## [Instruction]
From the listing below, extract every line that contains the word "outline".

## [Region labeling entries]
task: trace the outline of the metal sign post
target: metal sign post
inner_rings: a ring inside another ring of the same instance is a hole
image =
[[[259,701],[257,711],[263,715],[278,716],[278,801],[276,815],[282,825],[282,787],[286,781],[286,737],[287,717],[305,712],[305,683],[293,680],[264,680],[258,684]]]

--

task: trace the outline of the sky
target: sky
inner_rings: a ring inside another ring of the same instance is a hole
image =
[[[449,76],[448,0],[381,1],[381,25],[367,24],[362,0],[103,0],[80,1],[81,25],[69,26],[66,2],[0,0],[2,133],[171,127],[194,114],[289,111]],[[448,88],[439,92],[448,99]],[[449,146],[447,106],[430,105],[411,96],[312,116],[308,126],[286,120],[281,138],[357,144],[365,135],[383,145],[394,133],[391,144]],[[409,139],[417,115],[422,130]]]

## [Answer to this problem]
task: trace the outline of the metal sign post
task: trace the outline of the sky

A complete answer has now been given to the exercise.